● **Objective**: Format the items below as a JSON list of strings, one string per line, leaving out blank lines.

● **Information provided**:
◇ ◇ ◇ ◇

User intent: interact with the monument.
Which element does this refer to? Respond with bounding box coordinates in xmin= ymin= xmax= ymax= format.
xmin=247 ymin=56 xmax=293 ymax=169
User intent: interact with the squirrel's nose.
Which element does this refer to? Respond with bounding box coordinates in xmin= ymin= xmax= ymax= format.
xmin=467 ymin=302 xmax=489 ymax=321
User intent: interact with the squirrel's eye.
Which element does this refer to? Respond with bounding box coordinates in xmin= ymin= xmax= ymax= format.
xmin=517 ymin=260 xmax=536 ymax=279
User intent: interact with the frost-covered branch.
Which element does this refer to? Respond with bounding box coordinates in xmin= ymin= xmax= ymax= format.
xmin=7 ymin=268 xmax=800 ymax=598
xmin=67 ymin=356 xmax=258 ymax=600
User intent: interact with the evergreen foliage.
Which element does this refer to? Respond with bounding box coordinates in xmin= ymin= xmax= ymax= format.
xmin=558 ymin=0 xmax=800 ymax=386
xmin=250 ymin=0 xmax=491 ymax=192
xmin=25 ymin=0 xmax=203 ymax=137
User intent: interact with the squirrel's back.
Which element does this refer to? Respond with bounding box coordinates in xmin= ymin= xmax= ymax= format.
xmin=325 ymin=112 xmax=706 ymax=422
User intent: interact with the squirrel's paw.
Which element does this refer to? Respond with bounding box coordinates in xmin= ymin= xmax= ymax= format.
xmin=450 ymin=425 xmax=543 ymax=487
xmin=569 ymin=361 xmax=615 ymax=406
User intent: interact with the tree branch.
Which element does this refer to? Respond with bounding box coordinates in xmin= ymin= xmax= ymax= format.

◇ ◇ ◇ ◇

● **Solution below**:
[
  "User intent: interact with the monument.",
  "Which element does this refer to? Respond with bounding box coordinates in xmin= ymin= xmax= ymax= format.",
  "xmin=247 ymin=56 xmax=293 ymax=169",
  "User intent: interact with the squirrel's nose.",
  "Which element does this refer to? Respond with bounding box coordinates in xmin= ymin= xmax= ymax= format.",
  "xmin=467 ymin=302 xmax=489 ymax=321",
  "User intent: interact with the squirrel's eye.",
  "Which element does this refer to? Respond with bounding box coordinates in xmin= ymin= xmax= ymax= format.",
  "xmin=517 ymin=260 xmax=536 ymax=279",
  "User intent: interact with the frost-covered branch.",
  "Which element does this refer to? Respond with bounding box coordinates in xmin= ymin= xmax= ymax= format.",
  "xmin=7 ymin=268 xmax=800 ymax=598",
  "xmin=67 ymin=356 xmax=258 ymax=600",
  "User intent: interact with the evergreen foliage.",
  "Which element does this refer to? Respond with bounding box coordinates in xmin= ymin= xmax= ymax= format.",
  "xmin=558 ymin=0 xmax=800 ymax=386",
  "xmin=250 ymin=0 xmax=491 ymax=192",
  "xmin=25 ymin=0 xmax=203 ymax=137",
  "User intent: interact with the squirrel's back.",
  "Which element does this refer to? Respond with bounding box coordinates in xmin= ymin= xmax= ymax= format.",
  "xmin=325 ymin=112 xmax=706 ymax=422",
  "User intent: interact with the squirrel's paw.",
  "Which element does this refer to? Respond with bounding box coordinates in xmin= ymin= xmax= ymax= format.",
  "xmin=450 ymin=425 xmax=543 ymax=487",
  "xmin=569 ymin=361 xmax=615 ymax=406",
  "User intent: interact with the tree branch.",
  "Which element does this refer to? Respond with bounding box coordinates in xmin= ymin= xmax= ymax= format."
]